EXERCISE BRIEF: Copy down the lines of the records below, from the line with "segment pony's eye, all instances" up to and including the line with "166 120 L 155", and leave the pictures out of your answer.

Records from a data collection

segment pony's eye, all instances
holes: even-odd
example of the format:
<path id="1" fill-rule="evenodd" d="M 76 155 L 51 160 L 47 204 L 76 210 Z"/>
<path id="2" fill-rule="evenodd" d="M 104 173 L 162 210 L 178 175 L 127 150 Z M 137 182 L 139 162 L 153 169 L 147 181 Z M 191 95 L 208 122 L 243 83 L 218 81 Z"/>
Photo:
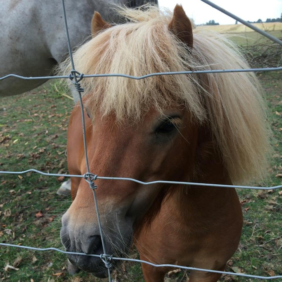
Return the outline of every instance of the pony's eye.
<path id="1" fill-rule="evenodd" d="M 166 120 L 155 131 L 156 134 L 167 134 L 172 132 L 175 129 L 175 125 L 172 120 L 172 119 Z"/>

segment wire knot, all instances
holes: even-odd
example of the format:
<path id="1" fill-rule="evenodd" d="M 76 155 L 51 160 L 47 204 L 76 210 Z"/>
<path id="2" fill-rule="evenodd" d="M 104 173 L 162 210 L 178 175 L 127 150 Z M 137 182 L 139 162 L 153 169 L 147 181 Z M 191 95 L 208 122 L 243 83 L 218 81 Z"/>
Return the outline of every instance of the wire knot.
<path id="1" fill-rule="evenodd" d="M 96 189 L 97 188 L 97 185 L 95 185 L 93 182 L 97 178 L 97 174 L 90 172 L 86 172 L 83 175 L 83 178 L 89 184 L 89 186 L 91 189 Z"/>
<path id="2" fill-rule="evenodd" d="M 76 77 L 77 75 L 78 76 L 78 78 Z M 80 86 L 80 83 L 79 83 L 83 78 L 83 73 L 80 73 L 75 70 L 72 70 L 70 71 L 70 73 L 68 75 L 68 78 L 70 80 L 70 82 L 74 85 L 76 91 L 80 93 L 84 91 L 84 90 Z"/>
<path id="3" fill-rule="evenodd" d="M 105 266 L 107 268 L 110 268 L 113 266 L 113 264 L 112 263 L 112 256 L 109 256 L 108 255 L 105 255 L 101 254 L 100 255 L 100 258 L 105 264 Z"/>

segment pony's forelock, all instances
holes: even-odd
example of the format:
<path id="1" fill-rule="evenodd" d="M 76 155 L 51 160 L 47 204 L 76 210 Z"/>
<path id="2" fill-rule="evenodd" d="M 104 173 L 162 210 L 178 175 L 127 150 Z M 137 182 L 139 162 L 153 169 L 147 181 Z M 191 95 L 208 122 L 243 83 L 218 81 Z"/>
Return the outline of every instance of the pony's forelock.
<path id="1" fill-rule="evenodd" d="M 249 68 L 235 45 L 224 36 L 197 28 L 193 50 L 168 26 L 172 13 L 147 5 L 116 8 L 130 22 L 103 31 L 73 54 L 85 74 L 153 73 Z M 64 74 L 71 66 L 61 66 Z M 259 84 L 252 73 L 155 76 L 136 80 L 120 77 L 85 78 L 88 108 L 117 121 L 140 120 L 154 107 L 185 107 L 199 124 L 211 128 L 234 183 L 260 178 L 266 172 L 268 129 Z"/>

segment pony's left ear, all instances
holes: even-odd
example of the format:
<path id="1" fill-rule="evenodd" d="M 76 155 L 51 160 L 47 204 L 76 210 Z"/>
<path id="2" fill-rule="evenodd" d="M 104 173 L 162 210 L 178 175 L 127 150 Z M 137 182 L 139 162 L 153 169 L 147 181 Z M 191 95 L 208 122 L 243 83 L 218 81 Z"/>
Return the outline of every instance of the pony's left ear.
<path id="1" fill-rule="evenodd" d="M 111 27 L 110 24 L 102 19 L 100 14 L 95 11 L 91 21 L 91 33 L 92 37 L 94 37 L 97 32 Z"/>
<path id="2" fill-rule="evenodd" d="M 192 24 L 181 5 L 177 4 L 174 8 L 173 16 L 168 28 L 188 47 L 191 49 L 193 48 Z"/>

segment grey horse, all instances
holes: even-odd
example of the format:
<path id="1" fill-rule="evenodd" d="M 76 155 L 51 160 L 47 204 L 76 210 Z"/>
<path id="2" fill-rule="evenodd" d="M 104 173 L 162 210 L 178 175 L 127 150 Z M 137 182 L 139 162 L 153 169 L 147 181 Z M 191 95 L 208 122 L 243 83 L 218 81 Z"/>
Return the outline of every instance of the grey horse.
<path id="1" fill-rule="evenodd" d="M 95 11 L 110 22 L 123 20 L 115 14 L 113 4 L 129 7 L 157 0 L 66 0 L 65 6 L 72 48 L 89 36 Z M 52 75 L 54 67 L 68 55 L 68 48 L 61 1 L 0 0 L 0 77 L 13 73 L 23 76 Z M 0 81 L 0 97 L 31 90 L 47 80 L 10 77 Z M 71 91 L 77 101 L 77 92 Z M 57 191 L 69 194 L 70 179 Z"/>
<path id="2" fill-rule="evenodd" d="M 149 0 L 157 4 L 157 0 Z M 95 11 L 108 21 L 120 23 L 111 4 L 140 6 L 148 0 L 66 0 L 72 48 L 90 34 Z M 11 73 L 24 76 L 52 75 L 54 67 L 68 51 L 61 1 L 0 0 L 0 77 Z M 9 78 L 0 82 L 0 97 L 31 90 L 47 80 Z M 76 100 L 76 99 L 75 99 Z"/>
* * *
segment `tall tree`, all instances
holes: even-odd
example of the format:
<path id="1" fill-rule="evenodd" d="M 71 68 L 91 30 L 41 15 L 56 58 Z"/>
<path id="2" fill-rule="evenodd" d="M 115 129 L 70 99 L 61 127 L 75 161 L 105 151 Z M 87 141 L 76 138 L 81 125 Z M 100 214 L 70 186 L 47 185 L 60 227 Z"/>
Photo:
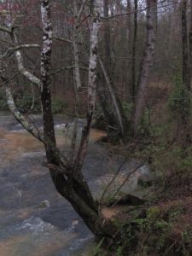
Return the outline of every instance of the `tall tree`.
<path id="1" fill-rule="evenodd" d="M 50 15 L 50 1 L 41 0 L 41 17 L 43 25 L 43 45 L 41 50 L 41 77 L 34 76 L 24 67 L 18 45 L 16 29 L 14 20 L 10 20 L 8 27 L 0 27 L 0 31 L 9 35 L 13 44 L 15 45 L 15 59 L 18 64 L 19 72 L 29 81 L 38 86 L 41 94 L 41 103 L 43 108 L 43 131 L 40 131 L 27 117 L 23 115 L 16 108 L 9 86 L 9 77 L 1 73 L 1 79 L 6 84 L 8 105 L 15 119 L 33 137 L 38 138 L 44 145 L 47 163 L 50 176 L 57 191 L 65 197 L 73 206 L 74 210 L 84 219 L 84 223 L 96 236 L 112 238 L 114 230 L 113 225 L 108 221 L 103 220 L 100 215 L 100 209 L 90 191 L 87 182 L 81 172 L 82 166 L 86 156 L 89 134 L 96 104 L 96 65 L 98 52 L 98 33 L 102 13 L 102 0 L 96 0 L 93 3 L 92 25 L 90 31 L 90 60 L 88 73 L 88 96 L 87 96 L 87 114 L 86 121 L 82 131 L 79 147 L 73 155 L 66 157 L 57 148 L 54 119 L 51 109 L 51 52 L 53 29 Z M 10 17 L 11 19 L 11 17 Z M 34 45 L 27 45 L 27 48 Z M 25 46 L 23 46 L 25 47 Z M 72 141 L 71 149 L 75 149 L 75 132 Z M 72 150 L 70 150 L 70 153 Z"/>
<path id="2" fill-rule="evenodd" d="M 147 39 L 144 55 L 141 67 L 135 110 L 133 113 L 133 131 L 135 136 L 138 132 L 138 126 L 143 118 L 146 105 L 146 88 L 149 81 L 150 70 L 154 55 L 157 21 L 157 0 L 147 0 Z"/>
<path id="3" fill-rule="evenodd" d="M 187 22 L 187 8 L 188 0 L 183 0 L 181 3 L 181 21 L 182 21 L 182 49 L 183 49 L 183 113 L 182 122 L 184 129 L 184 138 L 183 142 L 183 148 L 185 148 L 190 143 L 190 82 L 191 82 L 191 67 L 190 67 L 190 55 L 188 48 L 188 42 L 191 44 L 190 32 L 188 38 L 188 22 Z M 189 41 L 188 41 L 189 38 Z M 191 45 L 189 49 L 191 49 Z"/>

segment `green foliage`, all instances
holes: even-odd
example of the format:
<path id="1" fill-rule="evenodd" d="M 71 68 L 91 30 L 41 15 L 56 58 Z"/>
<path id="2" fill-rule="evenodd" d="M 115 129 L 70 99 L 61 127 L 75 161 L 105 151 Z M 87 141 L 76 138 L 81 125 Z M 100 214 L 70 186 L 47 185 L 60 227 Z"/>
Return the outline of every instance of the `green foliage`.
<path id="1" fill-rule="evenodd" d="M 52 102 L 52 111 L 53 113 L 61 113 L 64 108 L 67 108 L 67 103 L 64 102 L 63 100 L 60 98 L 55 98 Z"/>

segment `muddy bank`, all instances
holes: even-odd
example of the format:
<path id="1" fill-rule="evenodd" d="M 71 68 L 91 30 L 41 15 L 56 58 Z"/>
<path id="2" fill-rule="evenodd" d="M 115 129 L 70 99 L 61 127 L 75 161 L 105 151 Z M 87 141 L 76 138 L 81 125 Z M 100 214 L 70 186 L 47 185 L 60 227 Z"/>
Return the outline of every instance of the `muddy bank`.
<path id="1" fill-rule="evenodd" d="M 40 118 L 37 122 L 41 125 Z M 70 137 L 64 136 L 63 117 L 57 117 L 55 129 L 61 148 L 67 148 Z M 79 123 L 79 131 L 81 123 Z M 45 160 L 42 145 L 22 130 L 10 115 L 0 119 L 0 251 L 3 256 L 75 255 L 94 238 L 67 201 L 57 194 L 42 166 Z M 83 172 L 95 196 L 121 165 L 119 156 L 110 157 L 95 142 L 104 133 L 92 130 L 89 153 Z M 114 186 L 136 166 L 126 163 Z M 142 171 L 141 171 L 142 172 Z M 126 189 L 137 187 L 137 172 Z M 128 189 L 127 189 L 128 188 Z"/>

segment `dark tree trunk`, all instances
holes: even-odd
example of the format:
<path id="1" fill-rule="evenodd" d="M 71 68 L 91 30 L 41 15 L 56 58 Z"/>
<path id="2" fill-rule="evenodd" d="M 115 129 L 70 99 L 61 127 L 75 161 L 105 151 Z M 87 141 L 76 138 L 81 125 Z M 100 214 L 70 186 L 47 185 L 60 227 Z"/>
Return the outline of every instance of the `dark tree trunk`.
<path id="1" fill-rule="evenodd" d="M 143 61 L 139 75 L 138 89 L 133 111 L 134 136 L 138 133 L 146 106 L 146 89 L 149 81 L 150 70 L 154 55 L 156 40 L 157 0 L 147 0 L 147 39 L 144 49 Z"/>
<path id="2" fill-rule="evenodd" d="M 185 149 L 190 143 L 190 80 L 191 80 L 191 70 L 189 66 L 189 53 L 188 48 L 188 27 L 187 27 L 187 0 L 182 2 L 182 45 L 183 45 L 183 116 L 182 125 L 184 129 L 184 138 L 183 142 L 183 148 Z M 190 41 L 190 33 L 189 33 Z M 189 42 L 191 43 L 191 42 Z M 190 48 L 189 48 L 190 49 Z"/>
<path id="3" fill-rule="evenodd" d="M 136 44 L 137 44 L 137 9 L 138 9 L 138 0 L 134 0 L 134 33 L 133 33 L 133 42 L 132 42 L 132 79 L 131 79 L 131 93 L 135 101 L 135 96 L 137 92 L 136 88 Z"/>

SOLUTION BELOW:
segment pony's eye, all instances
holes: even-odd
example of the format:
<path id="1" fill-rule="evenodd" d="M 76 155 L 51 160 L 47 204 L 76 210 Z"/>
<path id="2" fill-rule="evenodd" d="M 104 173 L 162 210 L 178 175 L 127 150 Z M 137 182 L 139 162 L 153 169 L 147 181 Z M 191 95 L 208 122 L 243 83 L 218 81 Z"/>
Photo:
Return the outline of every instance of the pony's eye.
<path id="1" fill-rule="evenodd" d="M 166 120 L 155 131 L 156 134 L 167 134 L 172 132 L 175 129 L 175 125 L 172 120 L 172 119 Z"/>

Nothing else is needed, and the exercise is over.